*** SOURCE EXTRACT
2. A method of removal of sulfur from coal as set forth in claim 1 wherein the step of introducing the pulverulent mix of coal, mineral oxide and catalytic agent into the combustion zone of said furnace comprises the step:
(a) Compacting said mix in a form as selected from the form group consisting of briquets and pellets.
3. A method of removal of sulfur from coal as set forth in claim 1 wherein the mineral oxide from the spinel group comprises:
(a) A natural-occurring material selected from the group consisting of flue dust from steel-making containing ferrite, red-mud from aluminum-making, retort residue from zinc-making and tailings from the mining of ores of zinc, copper or manganese.
4. A method of removal of sulfur from coal as set forth in claim 3 wherein the mix of the pulverulent coal and the flue dust from steel-making comprises a ratio of approximately four parts of coal to one of flue dust.
******
TASKS TO CARRY OUT.
- A) In the sulfur-removal claims, what ratio of coal to flue dust does claim 4 give?
- B) Rewrite the sulfur-removal claims' paragraph beginning "(a) A natural-occurring material" as a bulleted list.
The data after this point have no connection to the sulfur-removal claims.
*** SUPPLIED DATA
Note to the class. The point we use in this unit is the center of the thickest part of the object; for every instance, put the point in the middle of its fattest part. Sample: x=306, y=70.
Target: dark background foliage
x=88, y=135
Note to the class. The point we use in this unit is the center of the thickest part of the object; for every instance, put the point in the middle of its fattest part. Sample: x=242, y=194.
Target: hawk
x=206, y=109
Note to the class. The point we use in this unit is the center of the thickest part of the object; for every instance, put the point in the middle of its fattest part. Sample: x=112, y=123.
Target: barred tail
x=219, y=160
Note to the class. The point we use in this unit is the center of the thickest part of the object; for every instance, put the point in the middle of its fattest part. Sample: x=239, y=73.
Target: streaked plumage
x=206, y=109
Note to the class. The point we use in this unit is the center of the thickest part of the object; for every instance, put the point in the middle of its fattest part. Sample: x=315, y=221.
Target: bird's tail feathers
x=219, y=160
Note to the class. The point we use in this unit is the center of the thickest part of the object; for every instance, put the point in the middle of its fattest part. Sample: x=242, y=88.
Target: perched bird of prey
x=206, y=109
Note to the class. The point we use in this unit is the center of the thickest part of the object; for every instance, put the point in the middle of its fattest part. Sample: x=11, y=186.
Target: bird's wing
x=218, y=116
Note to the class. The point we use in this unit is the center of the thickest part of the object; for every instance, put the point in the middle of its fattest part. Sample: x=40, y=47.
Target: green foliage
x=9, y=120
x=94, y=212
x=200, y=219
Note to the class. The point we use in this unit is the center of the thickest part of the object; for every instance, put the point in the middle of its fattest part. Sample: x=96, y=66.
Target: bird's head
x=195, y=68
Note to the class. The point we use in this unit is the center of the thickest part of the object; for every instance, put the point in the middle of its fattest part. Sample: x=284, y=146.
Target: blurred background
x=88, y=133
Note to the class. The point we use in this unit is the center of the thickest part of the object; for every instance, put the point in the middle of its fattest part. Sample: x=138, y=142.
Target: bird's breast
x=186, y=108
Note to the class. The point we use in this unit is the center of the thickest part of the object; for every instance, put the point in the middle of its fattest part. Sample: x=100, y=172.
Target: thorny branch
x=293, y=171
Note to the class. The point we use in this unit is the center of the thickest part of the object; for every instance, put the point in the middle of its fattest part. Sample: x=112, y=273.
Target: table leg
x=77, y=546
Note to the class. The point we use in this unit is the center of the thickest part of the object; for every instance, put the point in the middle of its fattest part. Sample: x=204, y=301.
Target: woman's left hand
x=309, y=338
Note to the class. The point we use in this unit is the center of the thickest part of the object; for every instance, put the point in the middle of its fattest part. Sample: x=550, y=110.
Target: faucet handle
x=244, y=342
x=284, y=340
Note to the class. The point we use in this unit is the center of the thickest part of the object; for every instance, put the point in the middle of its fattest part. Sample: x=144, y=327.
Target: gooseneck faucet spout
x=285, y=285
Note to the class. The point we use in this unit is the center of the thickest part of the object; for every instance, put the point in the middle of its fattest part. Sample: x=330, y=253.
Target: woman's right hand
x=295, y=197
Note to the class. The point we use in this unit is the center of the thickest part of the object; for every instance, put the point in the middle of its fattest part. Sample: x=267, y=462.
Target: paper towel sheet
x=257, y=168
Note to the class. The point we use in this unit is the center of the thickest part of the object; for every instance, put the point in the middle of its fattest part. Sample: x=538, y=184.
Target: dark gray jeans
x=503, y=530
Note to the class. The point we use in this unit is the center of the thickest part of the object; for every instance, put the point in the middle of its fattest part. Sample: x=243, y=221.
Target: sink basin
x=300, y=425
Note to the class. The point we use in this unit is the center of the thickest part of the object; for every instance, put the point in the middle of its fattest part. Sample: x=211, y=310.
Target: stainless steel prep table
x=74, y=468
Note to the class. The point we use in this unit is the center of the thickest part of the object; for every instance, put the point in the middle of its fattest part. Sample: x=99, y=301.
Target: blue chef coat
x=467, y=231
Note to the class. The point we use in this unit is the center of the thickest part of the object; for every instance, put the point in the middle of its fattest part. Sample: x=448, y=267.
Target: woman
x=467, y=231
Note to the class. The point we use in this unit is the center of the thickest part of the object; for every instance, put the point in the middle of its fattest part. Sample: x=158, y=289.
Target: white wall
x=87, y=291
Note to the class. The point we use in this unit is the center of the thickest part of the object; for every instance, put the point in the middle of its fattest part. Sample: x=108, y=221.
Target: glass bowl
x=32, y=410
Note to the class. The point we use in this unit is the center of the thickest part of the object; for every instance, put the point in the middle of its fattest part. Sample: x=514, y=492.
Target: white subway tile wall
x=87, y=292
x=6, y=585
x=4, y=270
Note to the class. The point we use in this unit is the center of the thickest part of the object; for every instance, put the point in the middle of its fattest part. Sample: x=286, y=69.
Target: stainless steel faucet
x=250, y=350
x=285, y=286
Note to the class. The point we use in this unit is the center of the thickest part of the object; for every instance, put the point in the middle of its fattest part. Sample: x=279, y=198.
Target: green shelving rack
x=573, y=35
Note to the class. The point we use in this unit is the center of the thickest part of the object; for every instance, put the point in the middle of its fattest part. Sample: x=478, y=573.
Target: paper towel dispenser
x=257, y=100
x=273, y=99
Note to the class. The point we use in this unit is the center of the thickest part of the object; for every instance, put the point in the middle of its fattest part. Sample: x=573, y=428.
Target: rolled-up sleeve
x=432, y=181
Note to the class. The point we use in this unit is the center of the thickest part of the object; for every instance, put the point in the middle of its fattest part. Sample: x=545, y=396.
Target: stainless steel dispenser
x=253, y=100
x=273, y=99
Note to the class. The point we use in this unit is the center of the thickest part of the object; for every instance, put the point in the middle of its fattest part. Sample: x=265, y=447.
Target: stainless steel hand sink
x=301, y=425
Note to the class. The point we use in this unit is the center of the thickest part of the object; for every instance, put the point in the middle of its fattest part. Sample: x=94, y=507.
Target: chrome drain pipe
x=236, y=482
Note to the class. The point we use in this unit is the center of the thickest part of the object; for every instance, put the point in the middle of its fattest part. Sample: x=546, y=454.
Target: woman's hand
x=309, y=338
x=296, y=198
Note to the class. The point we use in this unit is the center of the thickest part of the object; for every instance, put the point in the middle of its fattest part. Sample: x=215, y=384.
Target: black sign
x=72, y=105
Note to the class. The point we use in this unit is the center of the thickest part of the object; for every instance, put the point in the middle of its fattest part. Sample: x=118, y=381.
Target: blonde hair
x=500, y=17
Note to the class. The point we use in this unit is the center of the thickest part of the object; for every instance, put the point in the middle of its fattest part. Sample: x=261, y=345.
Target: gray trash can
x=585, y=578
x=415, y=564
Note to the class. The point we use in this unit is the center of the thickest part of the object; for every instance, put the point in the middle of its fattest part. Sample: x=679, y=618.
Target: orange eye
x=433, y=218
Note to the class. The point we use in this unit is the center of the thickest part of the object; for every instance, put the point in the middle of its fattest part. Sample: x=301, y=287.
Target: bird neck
******
ANSWER LIST.
- A) Approximately four parts coal to one part flue dust.

- B)
A natural-occurring material chosen from:
- flue dust from steel-making that contains ferrite
- red mud from aluminum-making
- retort residue from zinc-making
- tailings from mining zinc, copper or manganese ores